U Nas w Kubenz też tak robiła regionalna. Nie mówią do samego końca umowy czy przedłuża czy nie ponieważ jak coś nie wypali i nie znajdą na Twoje miejsce nikogo to zostajesz. Firmy dbają tylko o swoje interesy.... Taka jest brutalna prawda biznesu. Człowiek się nie liczy tylko kasa kasa kasa
Od czego by tu zacząć? Hmm…zanim poszłam na rozmowę poczytałam sobie opinie byłych/obecnych a także niedoszłych pracowników i byłam przerażona. Jednak stwierdziłam, że zależy mi na pracy i chcę samodzielnie zderzyć się z rzeczywistością, która niestety okazała się równie szara i smutna co opinie, z którymi wcześniej się zapoznałam ;( Oferują umowę o pracę, ale chyba jednak nie do końca, bo nie do pomyślenia jest wynagrodzenie zasadnicze na umowie o pracę wynoszące 2000 zł BRUTTO/mies ???????? Wciskanie kitu kandydatowi, że jest to „jak najbardziej zgodne z kodeksem pracy” i „przecież my tak piszemy nasze umowy od zawsze” jest po prostu bezczelne i nie rozumiem jak można się czymś takim chwalić. W moim przypadku jedyna różnica w odniesieniu do innych opinii taka, że przynajmniej Pani, z którą miałam rozmowę przyszła i się nie spóźniła. No cóż, w tym wypadku zawsze to coś…
Na umowie o pracę najniższa krajowa to coś w okolicach 3010 zł brutto czyli netto wychodzi ok 2200 zł. Dziwne że zaproponowali ci tak niską kasę. Może za pół etatu a nie cały? Coś więcej się dowiedziałaś czy do razu dałaś sobie spokój?
——————
→ **Zadanie pisemne**
Wypisz cały powyższy tekst z opiniami o warunkach pracy, bez żadnych zmian.

→ **Pokazane wiersze**
——————
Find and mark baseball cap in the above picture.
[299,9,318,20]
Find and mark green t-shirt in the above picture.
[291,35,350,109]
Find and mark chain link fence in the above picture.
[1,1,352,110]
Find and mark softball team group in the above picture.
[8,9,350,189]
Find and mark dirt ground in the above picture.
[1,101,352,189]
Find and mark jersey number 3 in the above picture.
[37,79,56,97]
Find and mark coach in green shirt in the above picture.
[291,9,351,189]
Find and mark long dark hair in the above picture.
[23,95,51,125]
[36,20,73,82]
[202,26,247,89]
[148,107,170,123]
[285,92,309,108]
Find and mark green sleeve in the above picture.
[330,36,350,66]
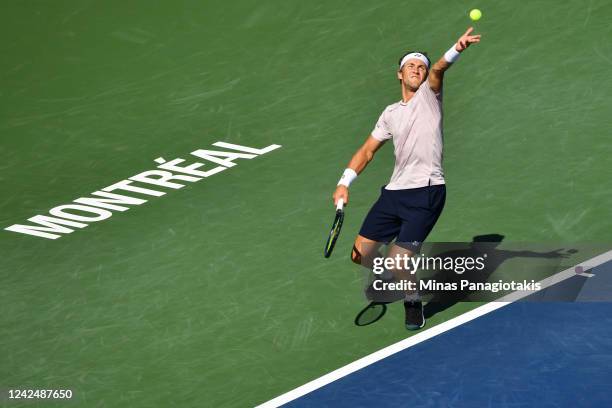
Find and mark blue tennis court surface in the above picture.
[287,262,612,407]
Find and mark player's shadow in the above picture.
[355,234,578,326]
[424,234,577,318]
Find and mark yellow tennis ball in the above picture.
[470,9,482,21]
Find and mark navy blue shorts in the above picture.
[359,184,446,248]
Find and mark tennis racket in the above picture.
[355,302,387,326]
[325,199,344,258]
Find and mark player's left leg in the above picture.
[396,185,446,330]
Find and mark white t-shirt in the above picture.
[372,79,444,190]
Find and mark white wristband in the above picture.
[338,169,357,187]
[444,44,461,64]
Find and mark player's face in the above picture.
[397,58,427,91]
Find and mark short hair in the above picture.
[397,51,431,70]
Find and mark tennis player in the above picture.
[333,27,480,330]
——————
→ **Odpowiedź do zadania**
U Nas w Kubenz też tak robiła regionalna. Nie mówią do samego końca umowy czy przedłuża czy nie ponieważ jak coś nie wypali i nie znajdą na Twoje miejsce nikogo to zostajesz. Firmy dbają tylko o swoje interesy.... Taka jest brutalna prawda biznesu. Człowiek się nie liczy tylko kasa kasa kasa
Od czego by tu zacząć? Hmm…zanim poszłam na rozmowę poczytałam sobie opinie byłych/obecnych a także niedoszłych pracowników i byłam przerażona. Jednak stwierdziłam, że zależy mi na pracy i chcę samodzielnie zderzyć się z rzeczywistością, która niestety okazała się równie szara i smutna co opinie, z którymi wcześniej się zapoznałam ;( Oferują umowę o pracę, ale chyba jednak nie do końca, bo nie do pomyślenia jest wynagrodzenie zasadnicze na umowie o pracę wynoszące 2000 zł BRUTTO/mies ???????? Wciskanie kitu kandydatowi, że jest to „jak najbardziej zgodne z kodeksem pracy” i „przecież my tak piszemy nasze umowy od zawsze” jest po prostu bezczelne i nie rozumiem jak można się czymś takim chwalić. W moim przypadku jedyna różnica w odniesieniu do innych opinii taka, że przynajmniej Pani, z którą miałam rozmowę przyszła i się nie spóźniła. No cóż, w tym wypadku zawsze to coś…
Na umowie o pracę najniższa krajowa to coś w okolicach 3010 zł brutto czyli netto wychodzi ok 2200 zł. Dziwne że zaproponowali ci tak niską kasę. Może za pół etatu a nie cały? Coś więcej się dowiedziałaś czy do razu dałaś sobie spokój?